▶ _Extract to read_:
%%

In honor of Preservation Week and the 30th Anniversary of the Preservation Standing Committee, the Committee introduced a monthly feature, the “Preservation Tip of the Month,” in April 2013. The monthly tip, sent as an e-mail via the TS-SIS discussion list, highlights tricks, resources, and collections to help you reach your preservation goals.
If you have topics you would like to see highlighted, or suggestions for resources, please send those to Lauren Seney at email@example.com.
The Northeast Document Center’s Digital Preservation Reading List (77 KB PDF) is highlighted this month by the Preservation Committee. If you are having trouble developing a digital preservation plan, or just understanding the terminology surrounding digital preservation, this annotated bibliography should point you in the direction of resources that address your concerns. The bibliography is divided into sections that discuss strategies, frameworks, file formats, metadata, and curation. Additionally, the resources it contains also take a look at some of the ambiguous terminology encountered when working with digital documents and resources.

%%

▶ _Your tasks_:
1. Copy everything in the Preservation Tip of the Month text from "In honor of" down to "your preservation goals.".
2. In the Preservation Tip of the Month text, when did the Committee introduce the monthly feature?
3. For each statement, say whether it agrees with the Preservation Tip of the Month text: (a) The monthly tip is sent by e-mail through the TS-SIS discussion list. (b) The Digital Preservation Reading List is a 77 KB PDF. (c) The bibliography includes a section on copyright law.
The rows come from a separate source.

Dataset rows
%%

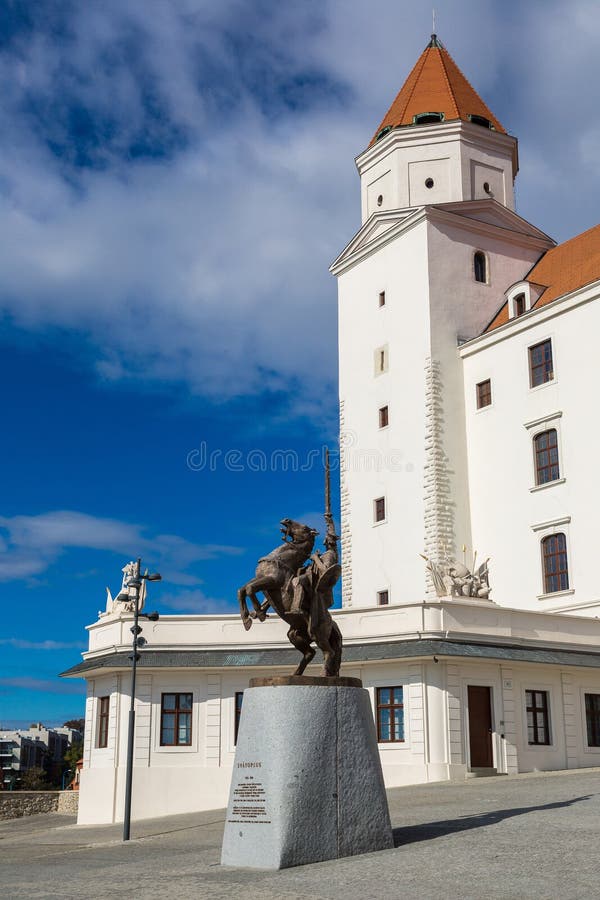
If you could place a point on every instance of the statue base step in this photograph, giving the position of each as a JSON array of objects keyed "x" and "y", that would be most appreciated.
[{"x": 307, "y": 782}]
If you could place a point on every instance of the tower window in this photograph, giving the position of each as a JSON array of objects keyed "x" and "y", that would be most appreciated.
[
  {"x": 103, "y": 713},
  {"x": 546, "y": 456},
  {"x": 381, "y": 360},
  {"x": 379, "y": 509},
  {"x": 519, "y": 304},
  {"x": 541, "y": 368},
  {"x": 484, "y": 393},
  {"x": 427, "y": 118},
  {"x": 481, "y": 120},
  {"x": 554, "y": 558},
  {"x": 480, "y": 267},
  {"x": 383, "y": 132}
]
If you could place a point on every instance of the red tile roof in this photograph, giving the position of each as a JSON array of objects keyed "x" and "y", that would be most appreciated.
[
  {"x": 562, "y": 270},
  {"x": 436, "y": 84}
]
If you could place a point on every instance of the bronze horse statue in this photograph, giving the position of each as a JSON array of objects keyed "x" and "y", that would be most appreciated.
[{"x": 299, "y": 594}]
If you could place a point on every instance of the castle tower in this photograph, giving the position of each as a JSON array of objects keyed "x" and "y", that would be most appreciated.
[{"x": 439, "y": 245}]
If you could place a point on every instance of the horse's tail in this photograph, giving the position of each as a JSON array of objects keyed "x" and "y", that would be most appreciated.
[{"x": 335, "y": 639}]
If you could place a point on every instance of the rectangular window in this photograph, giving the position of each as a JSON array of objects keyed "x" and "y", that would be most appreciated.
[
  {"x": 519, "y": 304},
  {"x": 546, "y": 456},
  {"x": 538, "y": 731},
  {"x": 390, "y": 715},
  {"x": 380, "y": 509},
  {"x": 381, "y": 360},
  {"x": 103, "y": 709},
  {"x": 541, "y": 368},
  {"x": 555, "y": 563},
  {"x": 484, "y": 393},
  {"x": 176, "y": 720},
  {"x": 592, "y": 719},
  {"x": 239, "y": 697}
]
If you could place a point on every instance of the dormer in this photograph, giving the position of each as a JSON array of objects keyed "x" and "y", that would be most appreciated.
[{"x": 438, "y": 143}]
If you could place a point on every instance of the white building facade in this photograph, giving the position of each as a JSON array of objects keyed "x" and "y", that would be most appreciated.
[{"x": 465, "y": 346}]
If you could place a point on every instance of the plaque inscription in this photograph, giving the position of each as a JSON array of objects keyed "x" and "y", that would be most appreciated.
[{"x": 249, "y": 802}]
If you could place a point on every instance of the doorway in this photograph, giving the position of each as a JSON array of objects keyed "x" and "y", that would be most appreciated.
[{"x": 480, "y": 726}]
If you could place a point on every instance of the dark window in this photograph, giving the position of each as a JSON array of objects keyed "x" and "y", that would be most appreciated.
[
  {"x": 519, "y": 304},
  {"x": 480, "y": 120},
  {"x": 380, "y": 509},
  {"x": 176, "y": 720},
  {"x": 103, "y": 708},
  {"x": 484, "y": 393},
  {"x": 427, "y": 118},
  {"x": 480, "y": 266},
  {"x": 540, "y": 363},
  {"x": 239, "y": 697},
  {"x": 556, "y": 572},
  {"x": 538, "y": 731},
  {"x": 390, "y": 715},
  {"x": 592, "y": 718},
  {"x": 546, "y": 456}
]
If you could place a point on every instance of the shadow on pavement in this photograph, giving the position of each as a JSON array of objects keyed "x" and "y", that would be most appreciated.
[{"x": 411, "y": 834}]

%%
%%

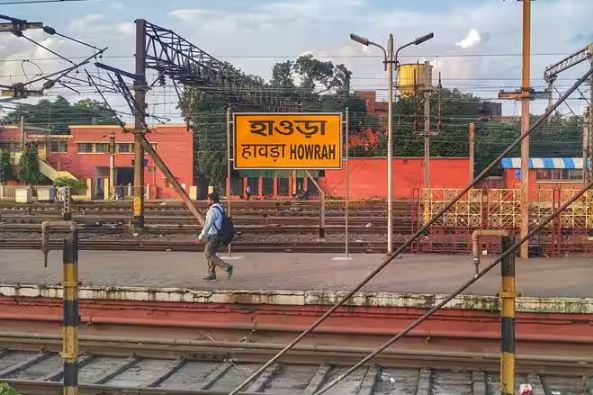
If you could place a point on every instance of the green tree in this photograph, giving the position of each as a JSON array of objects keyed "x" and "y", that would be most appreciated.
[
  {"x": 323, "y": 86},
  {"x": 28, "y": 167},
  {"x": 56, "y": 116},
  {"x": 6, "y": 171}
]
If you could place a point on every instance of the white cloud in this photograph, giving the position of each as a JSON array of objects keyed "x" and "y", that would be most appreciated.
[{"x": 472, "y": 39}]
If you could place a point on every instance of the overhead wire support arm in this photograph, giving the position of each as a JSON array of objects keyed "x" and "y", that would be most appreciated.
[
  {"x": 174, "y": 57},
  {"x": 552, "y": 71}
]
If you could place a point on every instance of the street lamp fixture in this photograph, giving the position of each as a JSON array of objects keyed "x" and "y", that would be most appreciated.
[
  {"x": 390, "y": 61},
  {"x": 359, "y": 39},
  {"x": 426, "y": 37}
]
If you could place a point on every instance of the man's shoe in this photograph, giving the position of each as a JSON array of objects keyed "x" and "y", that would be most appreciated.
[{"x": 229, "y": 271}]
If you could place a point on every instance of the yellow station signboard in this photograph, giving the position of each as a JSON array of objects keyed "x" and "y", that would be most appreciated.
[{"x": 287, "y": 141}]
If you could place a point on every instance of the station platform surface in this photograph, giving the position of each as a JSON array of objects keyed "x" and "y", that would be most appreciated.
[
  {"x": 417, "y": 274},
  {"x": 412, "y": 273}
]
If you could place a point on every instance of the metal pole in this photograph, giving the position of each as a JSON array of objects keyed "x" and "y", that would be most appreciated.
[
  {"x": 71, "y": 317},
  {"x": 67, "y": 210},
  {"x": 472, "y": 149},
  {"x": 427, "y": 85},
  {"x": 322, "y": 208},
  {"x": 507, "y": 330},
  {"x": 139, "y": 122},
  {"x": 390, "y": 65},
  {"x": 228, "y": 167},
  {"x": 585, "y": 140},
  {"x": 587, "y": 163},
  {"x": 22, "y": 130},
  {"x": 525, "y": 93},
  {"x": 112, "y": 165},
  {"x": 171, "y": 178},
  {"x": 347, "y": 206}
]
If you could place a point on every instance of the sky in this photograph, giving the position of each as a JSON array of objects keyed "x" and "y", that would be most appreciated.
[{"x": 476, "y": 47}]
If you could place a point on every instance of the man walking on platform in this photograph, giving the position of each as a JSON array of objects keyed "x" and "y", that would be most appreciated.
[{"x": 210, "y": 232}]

%%

▶ _Solution list_:
1.
In honor of Preservation Week and the 30th Anniversary of the Preservation Standing Committee, the Committee introduced a monthly feature, the “Preservation Tip of the Month,” in April 2013. The monthly tip, sent as an e-mail via the TS-SIS discussion list, highlights tricks, resources, and collections to help you reach your preservation goals.

2. April 2013

3.
(a) Yes: "sent as an e-mail via the TS-SIS discussion list"
(b) Yes: "Digital Preservation Reading List (77 KB PDF)"
(c) No: "divided into sections that discuss strategies, frameworks, file formats, metadata, and curation"